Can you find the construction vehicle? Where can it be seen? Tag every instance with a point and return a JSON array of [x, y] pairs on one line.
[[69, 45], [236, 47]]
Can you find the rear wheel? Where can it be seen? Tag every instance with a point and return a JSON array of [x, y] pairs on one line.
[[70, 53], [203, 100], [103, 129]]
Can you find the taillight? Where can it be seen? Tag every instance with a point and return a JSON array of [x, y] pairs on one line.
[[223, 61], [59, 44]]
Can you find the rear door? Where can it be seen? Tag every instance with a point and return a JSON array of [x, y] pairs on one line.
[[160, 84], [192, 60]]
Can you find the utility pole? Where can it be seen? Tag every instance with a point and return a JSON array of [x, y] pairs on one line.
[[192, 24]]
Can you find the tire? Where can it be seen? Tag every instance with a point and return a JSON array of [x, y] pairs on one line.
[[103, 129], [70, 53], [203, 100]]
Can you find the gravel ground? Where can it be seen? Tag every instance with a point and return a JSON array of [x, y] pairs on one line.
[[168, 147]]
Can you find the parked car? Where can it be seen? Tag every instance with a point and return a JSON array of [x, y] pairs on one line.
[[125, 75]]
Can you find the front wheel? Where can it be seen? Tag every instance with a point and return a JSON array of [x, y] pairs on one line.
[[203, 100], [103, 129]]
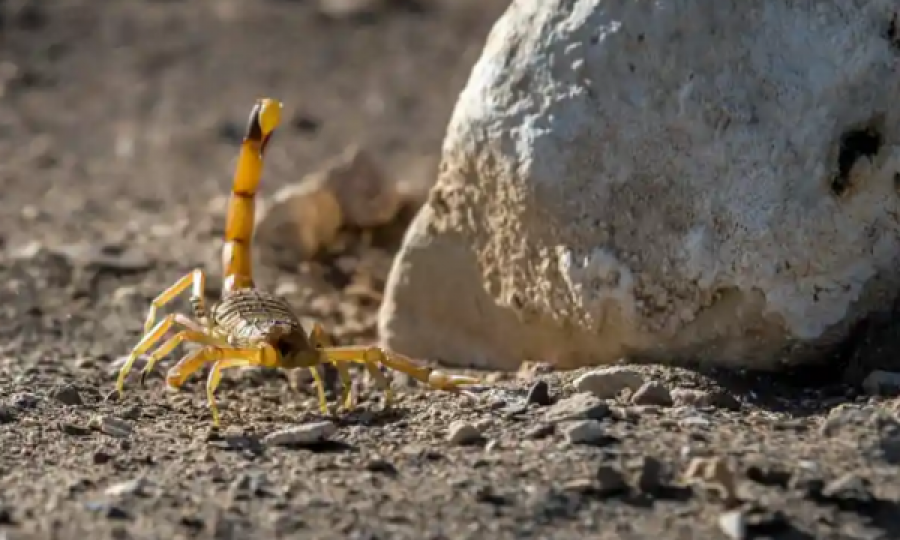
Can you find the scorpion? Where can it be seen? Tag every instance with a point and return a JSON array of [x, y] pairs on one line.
[[248, 326]]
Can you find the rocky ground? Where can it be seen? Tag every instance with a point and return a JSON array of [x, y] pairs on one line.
[[118, 128]]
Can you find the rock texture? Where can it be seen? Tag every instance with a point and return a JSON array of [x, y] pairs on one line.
[[671, 180]]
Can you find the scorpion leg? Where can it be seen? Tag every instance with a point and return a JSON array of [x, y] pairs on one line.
[[371, 357], [149, 339], [221, 358], [194, 335], [320, 339], [197, 279]]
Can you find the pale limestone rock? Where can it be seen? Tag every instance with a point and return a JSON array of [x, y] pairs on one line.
[[666, 180]]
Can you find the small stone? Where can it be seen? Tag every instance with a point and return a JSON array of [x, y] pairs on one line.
[[463, 433], [540, 432], [649, 476], [110, 511], [713, 474], [733, 524], [581, 406], [74, 429], [882, 383], [7, 414], [539, 394], [111, 426], [687, 397], [311, 433], [130, 487], [67, 394], [248, 485], [607, 383], [100, 457], [652, 393], [25, 400], [610, 480], [381, 466], [584, 432]]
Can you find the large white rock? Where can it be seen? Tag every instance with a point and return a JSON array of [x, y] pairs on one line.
[[668, 180]]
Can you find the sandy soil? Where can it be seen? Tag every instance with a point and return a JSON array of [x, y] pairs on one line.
[[118, 129]]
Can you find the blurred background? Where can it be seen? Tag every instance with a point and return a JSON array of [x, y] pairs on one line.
[[120, 123]]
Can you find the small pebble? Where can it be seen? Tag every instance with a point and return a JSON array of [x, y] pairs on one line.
[[74, 429], [584, 432], [67, 394], [25, 400], [539, 394], [882, 383], [463, 433], [130, 487], [652, 393], [733, 524], [649, 476], [540, 432], [688, 397], [111, 426], [610, 480], [7, 415], [311, 433], [582, 406], [607, 383]]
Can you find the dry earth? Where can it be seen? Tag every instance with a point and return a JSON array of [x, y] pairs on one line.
[[118, 128]]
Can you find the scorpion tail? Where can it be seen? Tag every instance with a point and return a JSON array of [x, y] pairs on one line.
[[236, 254]]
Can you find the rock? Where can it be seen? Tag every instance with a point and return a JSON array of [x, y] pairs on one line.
[[713, 474], [25, 400], [110, 425], [130, 487], [299, 221], [648, 477], [578, 407], [67, 395], [610, 480], [7, 414], [733, 524], [303, 218], [607, 383], [584, 432], [654, 202], [539, 394], [311, 433], [463, 433], [689, 397], [652, 393], [882, 383]]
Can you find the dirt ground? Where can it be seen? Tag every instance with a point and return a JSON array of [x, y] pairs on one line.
[[119, 123]]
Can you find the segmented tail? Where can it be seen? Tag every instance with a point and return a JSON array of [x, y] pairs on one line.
[[236, 255]]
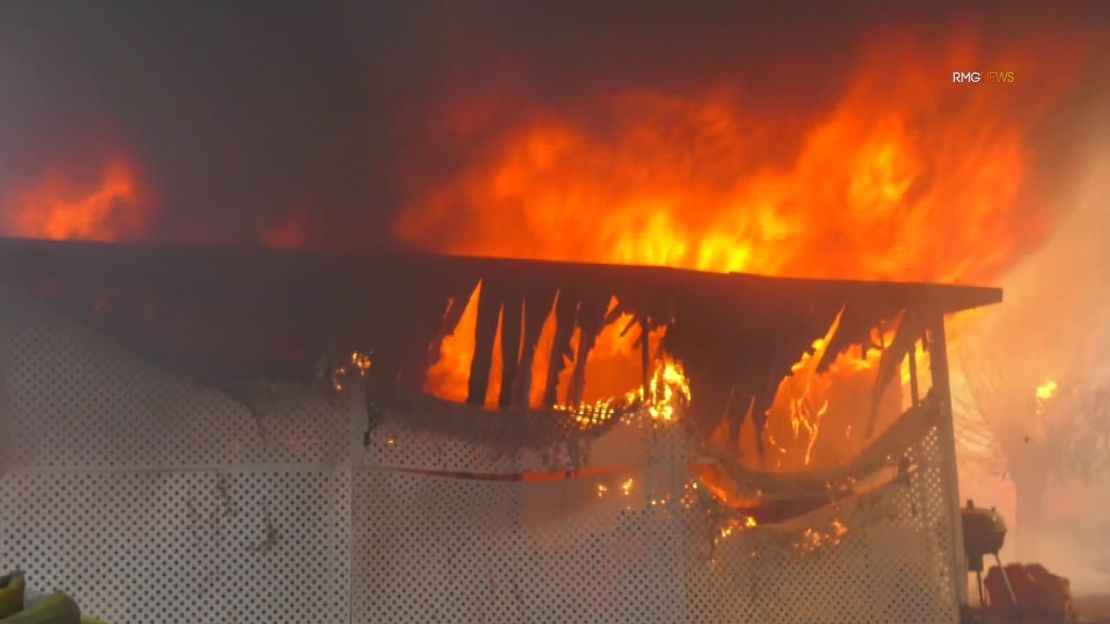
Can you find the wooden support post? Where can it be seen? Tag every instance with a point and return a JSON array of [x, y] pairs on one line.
[[912, 374], [512, 322], [941, 394], [645, 358], [485, 331]]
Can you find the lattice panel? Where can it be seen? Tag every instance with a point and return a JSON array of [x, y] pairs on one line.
[[73, 399], [183, 547], [155, 499], [475, 551]]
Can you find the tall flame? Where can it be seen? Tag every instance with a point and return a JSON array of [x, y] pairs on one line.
[[110, 207], [907, 177]]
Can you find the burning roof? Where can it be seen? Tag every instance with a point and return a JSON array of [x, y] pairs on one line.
[[250, 313]]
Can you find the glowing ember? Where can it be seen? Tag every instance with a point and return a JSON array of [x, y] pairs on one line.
[[813, 540], [110, 207], [1046, 391], [626, 486], [359, 365]]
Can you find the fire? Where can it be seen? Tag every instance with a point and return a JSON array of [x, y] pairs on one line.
[[1046, 391], [904, 177], [359, 365], [113, 205], [907, 177], [815, 539]]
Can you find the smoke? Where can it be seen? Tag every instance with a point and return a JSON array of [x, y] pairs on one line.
[[242, 117], [1053, 324]]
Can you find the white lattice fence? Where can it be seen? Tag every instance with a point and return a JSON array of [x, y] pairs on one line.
[[152, 499]]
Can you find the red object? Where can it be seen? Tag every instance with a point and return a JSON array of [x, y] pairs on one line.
[[1035, 587]]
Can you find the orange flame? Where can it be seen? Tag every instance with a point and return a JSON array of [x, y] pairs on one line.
[[907, 177], [113, 207]]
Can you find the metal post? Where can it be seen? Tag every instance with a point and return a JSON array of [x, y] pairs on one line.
[[941, 391]]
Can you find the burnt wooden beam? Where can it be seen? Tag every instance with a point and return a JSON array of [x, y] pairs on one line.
[[537, 308], [511, 325], [485, 332], [591, 321], [946, 426], [566, 308]]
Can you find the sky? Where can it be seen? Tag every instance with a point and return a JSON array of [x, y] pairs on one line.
[[243, 113]]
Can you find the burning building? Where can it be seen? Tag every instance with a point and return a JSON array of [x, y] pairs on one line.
[[387, 436]]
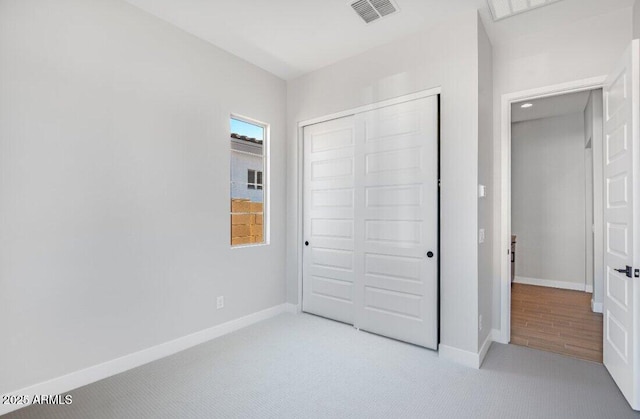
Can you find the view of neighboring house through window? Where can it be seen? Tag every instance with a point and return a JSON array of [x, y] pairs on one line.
[[254, 179], [247, 186]]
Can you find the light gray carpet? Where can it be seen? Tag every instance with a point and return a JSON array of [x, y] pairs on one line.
[[307, 367]]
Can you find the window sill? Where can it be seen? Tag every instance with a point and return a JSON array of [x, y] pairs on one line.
[[244, 246]]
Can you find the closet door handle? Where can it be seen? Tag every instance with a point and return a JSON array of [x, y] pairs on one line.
[[626, 271]]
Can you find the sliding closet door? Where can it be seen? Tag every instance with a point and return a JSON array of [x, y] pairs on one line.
[[328, 257], [397, 215]]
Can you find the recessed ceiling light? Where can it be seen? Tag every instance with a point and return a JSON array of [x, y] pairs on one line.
[[501, 9]]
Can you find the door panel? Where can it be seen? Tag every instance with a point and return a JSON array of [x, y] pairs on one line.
[[399, 220], [621, 299], [328, 260]]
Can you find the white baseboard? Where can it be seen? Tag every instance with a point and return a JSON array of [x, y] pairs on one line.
[[596, 307], [485, 348], [550, 283], [92, 374], [468, 358], [459, 356]]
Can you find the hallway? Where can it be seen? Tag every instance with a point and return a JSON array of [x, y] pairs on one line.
[[556, 320]]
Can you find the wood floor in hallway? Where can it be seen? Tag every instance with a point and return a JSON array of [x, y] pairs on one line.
[[556, 320]]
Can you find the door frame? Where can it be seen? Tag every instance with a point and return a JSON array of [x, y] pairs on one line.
[[300, 128], [505, 183]]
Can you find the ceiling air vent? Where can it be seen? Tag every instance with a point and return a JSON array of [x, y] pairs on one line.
[[502, 9], [370, 10]]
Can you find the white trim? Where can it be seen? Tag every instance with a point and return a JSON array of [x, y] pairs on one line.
[[300, 146], [485, 348], [505, 183], [550, 283], [496, 336], [292, 308], [459, 356], [400, 99], [596, 307], [92, 374]]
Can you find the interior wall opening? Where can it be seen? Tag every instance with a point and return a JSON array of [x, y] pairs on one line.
[[556, 210]]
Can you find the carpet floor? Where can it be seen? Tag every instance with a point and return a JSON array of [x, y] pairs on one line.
[[301, 366]]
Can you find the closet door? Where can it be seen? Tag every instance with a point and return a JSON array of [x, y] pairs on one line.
[[397, 221], [328, 256], [371, 221]]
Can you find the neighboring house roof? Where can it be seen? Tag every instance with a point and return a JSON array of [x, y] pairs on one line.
[[246, 144]]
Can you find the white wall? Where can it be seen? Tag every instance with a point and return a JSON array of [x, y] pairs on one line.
[[587, 48], [486, 273], [444, 56], [548, 198], [114, 186]]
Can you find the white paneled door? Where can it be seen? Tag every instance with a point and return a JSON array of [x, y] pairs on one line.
[[329, 181], [622, 225], [372, 226]]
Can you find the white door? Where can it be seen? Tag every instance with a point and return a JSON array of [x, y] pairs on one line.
[[622, 225], [398, 218], [371, 220], [328, 260]]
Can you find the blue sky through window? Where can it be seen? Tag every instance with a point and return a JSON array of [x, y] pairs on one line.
[[244, 128]]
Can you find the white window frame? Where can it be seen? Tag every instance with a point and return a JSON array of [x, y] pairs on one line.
[[253, 183], [266, 180]]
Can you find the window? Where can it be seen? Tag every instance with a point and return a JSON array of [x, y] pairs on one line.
[[248, 189], [254, 179]]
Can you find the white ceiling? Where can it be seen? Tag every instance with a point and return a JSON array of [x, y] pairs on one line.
[[292, 37], [550, 106]]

(WHAT TO PRODUCE) Copy out word for word the lines from the line with "Can you find the rear wheel?" up to and including the line with "[[168, 147]]".

(RESULT)
Can you find the rear wheel? Where can it be seen? Tag every instance with a point and return a JSON array of [x, y] pairs on one line.
[[70, 53], [203, 100], [103, 129]]
Can you find the taillight? Where can it be seen? Tag every instance with a point and return a JSON array of [x, y] pairs on one line.
[[223, 61], [59, 44]]
Can you find the rear door? Where can it be seen? Tag every instance with a point and return a JSON array of [x, y] pairs on one line.
[[160, 84], [192, 60]]
Can you find the utility pole? Where can it be seen? Tag every instance with a point and return a JSON array of [x, y] pairs on one line.
[[192, 24]]
Can you find the tire? Where can it be seen? Tag every instance with a point and return a JSON array of [x, y] pairs on one line.
[[103, 129], [70, 53], [203, 100]]
Can you find the gravel ground? Where can it be seen? Tag every instance with a point and return a JSON array of [x, y] pairs on one line.
[[168, 147]]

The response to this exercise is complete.